> [WHAT TO PRODUCE] Reproduce exactly the final portion of the data: every line from the one containing "Expected output, for every instance of the white sign, the" through the last line, inclusive.

+===+

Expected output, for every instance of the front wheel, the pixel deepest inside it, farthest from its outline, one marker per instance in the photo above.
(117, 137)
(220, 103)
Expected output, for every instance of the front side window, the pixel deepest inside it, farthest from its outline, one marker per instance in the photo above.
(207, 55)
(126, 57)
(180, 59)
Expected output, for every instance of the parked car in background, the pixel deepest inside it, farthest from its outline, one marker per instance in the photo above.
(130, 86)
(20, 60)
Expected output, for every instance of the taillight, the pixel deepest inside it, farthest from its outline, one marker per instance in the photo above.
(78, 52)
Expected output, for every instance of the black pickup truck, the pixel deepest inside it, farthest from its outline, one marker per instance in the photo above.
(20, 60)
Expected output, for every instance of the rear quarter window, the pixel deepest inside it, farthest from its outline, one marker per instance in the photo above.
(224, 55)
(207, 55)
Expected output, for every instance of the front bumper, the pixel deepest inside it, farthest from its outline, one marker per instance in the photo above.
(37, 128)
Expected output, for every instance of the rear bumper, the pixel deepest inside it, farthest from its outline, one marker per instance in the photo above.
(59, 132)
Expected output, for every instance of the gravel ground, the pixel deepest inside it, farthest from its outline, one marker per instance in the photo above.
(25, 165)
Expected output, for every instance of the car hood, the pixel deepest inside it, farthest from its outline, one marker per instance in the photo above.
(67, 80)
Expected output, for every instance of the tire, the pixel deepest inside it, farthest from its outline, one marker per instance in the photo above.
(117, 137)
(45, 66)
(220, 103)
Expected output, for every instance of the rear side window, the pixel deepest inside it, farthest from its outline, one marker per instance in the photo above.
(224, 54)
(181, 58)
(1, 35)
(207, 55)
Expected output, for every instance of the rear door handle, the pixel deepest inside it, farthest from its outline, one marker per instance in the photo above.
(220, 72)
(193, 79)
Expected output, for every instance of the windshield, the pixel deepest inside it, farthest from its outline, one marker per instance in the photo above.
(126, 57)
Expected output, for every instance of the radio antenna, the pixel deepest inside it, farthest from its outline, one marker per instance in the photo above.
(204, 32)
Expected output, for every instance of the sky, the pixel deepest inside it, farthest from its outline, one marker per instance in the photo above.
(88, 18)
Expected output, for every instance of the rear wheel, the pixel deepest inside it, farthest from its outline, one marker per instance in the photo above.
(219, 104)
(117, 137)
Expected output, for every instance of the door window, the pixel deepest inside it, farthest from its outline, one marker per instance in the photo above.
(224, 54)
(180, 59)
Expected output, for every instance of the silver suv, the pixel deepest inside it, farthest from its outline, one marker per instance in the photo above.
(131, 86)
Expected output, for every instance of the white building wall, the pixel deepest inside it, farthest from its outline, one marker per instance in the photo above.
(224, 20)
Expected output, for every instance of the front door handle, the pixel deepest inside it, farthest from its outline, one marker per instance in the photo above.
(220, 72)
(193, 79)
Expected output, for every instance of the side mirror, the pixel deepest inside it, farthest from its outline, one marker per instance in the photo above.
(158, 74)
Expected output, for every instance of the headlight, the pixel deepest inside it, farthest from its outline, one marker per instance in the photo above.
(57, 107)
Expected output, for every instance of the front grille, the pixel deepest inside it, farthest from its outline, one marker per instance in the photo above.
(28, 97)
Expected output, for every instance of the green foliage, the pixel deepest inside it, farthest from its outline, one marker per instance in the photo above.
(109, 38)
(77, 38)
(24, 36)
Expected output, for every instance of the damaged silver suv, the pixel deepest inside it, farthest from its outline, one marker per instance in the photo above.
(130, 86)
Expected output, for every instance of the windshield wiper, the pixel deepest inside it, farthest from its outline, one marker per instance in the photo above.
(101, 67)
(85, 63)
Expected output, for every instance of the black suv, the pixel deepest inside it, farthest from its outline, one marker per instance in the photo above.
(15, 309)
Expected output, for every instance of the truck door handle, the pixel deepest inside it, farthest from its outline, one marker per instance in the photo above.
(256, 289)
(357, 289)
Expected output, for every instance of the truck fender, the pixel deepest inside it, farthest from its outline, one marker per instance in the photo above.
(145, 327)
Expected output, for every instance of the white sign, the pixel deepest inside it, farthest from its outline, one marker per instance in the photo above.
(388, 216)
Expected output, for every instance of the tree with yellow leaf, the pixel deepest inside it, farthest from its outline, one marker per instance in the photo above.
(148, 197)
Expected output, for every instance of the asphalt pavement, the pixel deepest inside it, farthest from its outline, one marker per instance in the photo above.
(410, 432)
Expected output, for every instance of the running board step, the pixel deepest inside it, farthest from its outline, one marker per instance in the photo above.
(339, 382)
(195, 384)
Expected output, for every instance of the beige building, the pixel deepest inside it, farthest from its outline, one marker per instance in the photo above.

+===+

> [WRITTEN RESPONSE]
Expected output, for every instance of the white sign, the pixel deepest inside it, farthest from its outline, one marker per instance in the photo above.
(388, 216)
Expected output, for every instance of the tree with yellow leaf, the pixel deepest inside it, farthest from its outline, one marker per instance in the photo above.
(148, 197)
Expected output, for every instance of the asphalt pavement, the pixel deepest inside it, farthest from its outline, one marker per instance in the photo above.
(410, 432)
Expected output, for every instance of the running board step, the pixel deepest inside it, farthest from its outline, one marker per instance in the photo above.
(339, 382)
(195, 384)
Expected output, for every instance of the beige building, the pixel deepest inside it, farthest from its outline, one marker per instance in the photo above.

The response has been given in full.